Set task: Can you reproduce the lines below word for word, with nothing changed or left out?

Information given:
--------
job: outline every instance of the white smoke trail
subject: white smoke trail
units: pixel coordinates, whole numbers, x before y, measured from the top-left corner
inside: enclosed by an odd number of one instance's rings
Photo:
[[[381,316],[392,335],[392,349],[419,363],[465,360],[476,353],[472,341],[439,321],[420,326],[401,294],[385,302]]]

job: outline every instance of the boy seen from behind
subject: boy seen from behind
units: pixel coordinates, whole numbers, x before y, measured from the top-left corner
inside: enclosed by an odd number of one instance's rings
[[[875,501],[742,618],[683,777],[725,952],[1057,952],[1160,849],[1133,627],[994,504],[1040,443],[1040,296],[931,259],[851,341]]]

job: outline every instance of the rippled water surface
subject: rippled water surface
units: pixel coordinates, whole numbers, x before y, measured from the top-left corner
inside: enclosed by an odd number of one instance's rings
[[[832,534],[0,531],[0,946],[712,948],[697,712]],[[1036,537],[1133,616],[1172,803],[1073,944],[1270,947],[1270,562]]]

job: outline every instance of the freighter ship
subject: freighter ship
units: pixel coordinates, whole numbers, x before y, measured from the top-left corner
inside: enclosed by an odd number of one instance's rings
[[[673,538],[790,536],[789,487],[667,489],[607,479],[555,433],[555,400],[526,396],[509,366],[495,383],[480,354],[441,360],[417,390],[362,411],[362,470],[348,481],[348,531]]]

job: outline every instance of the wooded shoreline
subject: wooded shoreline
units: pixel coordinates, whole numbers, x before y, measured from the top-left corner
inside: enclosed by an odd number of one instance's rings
--------
Result of this exercise:
job: outline every instance of the white smoke trail
subject: white smoke trail
units: pixel coordinates, whole numbers, x before y, measured from the top-left corner
inside: enclosed by an odd number of one instance's rings
Photo:
[[[381,316],[392,335],[392,349],[419,363],[465,360],[476,353],[472,341],[439,321],[420,326],[401,294],[385,302]]]

job: outline every instance of the boy seen from behind
subject: boy seen from behind
units: pixel coordinates, whole numbers, x before y, measured from the top-left corner
inside: enclosed by an odd number of one instance's rings
[[[875,501],[742,618],[683,777],[725,952],[1057,952],[1160,849],[1133,627],[994,504],[1040,443],[1040,296],[931,259],[851,341]]]

job: outline every instance of the rippled water surface
subject: rippled water surface
units: pixel coordinates, whole numbers, x before y, measured from the top-left corner
inside: enclosed by an odd number of one instance's rings
[[[832,534],[0,531],[0,946],[712,948],[697,712]],[[1036,537],[1133,616],[1172,803],[1073,944],[1270,947],[1270,562]]]

job: outline every instance of the freighter ship
subject: freighter ship
units: pixel coordinates, whole numbers, x before y, measured from the top-left corner
inside: enclosed by an odd number of one instance's rings
[[[673,538],[790,536],[789,487],[667,489],[607,479],[555,433],[555,400],[526,396],[509,366],[495,383],[480,354],[441,360],[417,390],[362,411],[362,470],[348,481],[348,531]]]

job: outline every instance of the wooded shoreline
subject: wooded shoreline
units: pixel coordinates, whole numbers, x before y, measured from the top-left corner
inside: enclosed by an odd number of one instance's rings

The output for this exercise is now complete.